** start TASK INPUTS **

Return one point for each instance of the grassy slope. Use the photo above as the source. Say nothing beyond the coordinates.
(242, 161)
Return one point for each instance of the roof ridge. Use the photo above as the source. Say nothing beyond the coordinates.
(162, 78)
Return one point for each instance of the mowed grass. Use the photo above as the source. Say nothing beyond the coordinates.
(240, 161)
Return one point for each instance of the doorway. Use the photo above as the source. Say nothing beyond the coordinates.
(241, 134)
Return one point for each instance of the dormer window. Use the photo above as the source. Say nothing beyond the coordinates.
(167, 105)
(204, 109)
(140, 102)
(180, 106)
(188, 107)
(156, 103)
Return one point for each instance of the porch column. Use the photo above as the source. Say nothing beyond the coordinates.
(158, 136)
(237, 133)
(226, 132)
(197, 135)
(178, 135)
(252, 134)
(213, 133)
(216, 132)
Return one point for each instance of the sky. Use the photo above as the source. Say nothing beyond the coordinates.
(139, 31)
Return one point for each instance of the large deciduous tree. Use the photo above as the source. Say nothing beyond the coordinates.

** end TASK INPUTS **

— TASK TO COMPLETE —
Which lines run from the one containing "Return one point for each instance of the roof" to the end of the entries above? Quote exactly those, and only those.

— EXERCISE SOLUTION —
Return one point for each instance of the roof ridge. Use the photo above as the source. Say nothing beyond the coordinates.
(162, 78)
Return one point for each instance of the mowed grass. Use the photo above as the source. Say nothing beyond the coordinates.
(240, 161)
Return one point for each instance of the doorway. Use the photo above as the source. Say nothing beyond the coordinates.
(241, 134)
Return one point for each instance of the dormer window. Use the photo above as the source. Say nothing beyond the coordinates.
(167, 105)
(204, 109)
(140, 102)
(180, 106)
(188, 107)
(156, 103)
Return one point for each instance of the porch column. Use the photo above as the source. Say nothing beyond the coordinates.
(158, 136)
(237, 133)
(226, 132)
(197, 135)
(178, 135)
(252, 134)
(213, 133)
(216, 132)
Return one point for each instance of the sky. Use the photo above as the source. Say nothing beyond the coordinates.
(139, 31)
Return one point for each instance of the large deciduous tree. Use the photo above as the source. Say nothing beyond the coordinates.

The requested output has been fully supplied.